[Opening Extract provided section]

We need to take a step back and ask ourselves “Do we have the critical information, assets, and processes to be better prepared to respond to future emergencies and healthcare challenges?” Specifically, “Are we able to plan, pivot, and persevere?”  

The Three Ps of Resilience

  1. Plan: To improve responses to future crises and challenges—and manage data better—we must plan to sharpen our processes, automate and digitize workflows wherever possible, and reduce the reliance on paper-based workflows.
  2. Pivot: Pivoting requires us to act quickly to support new treatment and service delivery demands while being nimble to make things happen quickly. Leveraging artificial intelligence and emerging technologies can help make information more usable.  
  3. Persevere: To persevere, we must enable business insights and resilience to minimize future care delivery and revenue cycle disruptions. Securing data integrity and the defensible disposition of information across all formats helps us better prepare for and mitigate security threats.

Plan

We have reacted to the disruption of COVID-19 for the past couple of years, but there is an opportunity now to proactively plan automation of processes for operational efficiency and strategically map out health information (HI) functions and organizational goals. We must consider those areas that caused the most issues due to their physical, in-person, or paper-heavy workflows and pivot toward new ways to perform HI roles more efficiently. Furthermore, since we are most likely going to continue delivering some healthcare services virtually and employees may continue to work remotely in some capacity, we need to strengthen policies and procedures to safely share, access, and dispose of information from remote locations and home offices. 

The resilience of any organization is centered around management of data and ensuring best practices for information management and security. Organizations need policies in place to govern the broad range of activities and tasks that will increasingly now take place in a hybrid work environment. More awareness on policies will help employees ensure compliance, such as holding regular “cleanup days” to guide individuals through the proper handling and disposal of protected health information. A great place to focus efforts is in digitizing information and workflows such as the mail delivered to a facility daily. Looking for ways to digitally route legal correspondence, claims and denials, referrals, release of information (ROI) requests, and other important information to its intended recipient, wherever they are physically, ensures immediate access, timeliness, and critical attention to deadlines.

[Closing Extract provided section]
[Opening Provided records section]

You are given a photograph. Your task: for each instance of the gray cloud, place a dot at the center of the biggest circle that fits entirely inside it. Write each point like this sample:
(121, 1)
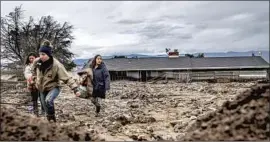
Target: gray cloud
(150, 27)
(129, 21)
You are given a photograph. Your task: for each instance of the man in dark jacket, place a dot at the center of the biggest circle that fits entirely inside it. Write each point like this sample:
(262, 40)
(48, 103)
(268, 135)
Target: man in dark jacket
(101, 81)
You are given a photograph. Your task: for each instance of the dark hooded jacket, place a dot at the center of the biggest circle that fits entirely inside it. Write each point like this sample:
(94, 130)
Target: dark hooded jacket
(101, 80)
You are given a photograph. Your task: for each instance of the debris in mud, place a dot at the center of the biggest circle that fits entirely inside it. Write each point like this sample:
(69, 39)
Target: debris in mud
(130, 112)
(17, 126)
(245, 118)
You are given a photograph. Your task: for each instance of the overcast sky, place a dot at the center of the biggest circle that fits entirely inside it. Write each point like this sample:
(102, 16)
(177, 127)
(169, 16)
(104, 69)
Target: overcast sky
(126, 27)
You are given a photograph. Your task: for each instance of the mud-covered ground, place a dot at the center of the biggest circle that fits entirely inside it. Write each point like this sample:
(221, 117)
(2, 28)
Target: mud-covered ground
(142, 111)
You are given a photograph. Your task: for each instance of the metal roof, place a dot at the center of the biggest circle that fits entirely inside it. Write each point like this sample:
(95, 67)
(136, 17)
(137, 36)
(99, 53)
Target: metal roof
(185, 63)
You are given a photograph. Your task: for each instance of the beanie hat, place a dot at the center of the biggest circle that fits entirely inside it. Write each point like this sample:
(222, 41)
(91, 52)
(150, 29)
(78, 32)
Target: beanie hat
(46, 48)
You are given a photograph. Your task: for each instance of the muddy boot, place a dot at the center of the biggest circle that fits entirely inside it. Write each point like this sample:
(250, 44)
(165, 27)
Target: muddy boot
(97, 111)
(51, 118)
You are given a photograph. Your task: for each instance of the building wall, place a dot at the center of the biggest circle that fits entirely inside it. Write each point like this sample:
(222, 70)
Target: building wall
(133, 74)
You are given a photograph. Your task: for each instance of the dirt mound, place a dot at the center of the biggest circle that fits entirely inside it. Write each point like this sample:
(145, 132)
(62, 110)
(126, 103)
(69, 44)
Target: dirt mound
(245, 118)
(23, 127)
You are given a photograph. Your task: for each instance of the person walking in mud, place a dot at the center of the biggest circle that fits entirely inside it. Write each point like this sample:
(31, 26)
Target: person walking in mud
(101, 82)
(30, 86)
(47, 72)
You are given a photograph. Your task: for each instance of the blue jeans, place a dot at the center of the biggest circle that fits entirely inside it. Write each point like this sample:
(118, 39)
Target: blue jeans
(47, 100)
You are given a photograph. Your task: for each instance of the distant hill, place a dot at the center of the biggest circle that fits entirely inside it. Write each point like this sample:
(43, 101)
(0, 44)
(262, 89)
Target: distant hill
(264, 54)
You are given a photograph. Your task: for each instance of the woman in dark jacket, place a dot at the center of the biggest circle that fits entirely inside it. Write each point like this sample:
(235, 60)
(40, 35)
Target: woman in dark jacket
(101, 81)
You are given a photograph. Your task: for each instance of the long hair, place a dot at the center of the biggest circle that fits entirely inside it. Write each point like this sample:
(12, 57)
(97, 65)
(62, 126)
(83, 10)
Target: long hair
(27, 58)
(93, 64)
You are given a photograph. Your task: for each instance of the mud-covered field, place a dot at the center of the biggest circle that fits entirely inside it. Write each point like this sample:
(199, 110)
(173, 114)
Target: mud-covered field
(143, 111)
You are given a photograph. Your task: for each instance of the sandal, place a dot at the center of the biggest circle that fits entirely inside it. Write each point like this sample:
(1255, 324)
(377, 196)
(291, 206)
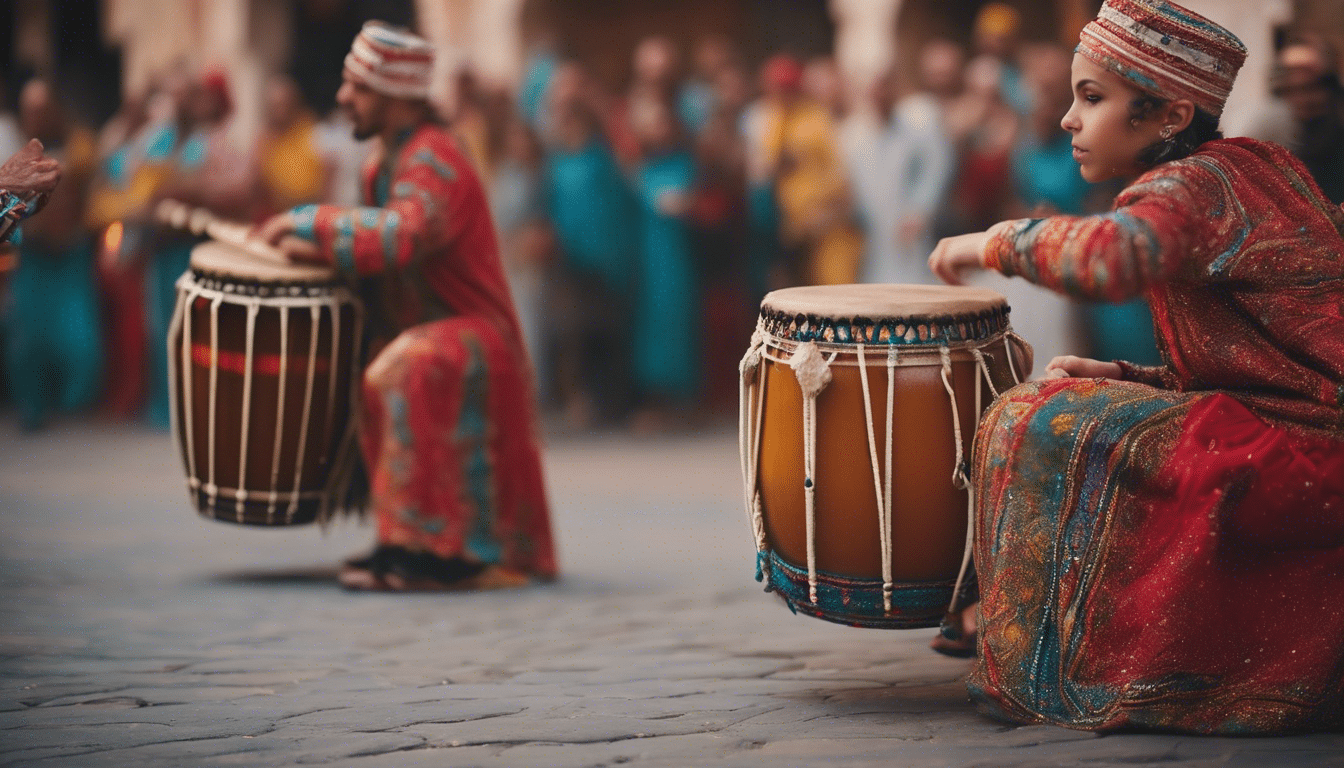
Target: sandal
(956, 636)
(398, 569)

[Closing Provided records section]

■ **Problem requirements**
In the text on resilience, copy the part from "1. Plan: To" up to and including "mitigate security threats.", substituting "agile" for "nimble".

■ **Answer box**
1. Plan: To improve responses to future crises and challenges—and manage data better—we must plan to sharpen our processes, automate and digitize workflows wherever possible, and reduce the reliance on paper-based workflows.
  2. Pivot: Pivoting requires us to act quickly to support new treatment and service delivery demands while being agile to make things happen quickly. Leveraging artificial intelligence and emerging technologies can help make information more usable.  
  3. Persevere: To persevere, we must enable business insights and resilience to minimize future care delivery and revenue cycle disruptions. Securing data integrity and the defensible disposition of information across all formats helps us better prepare for and mitigate security threats.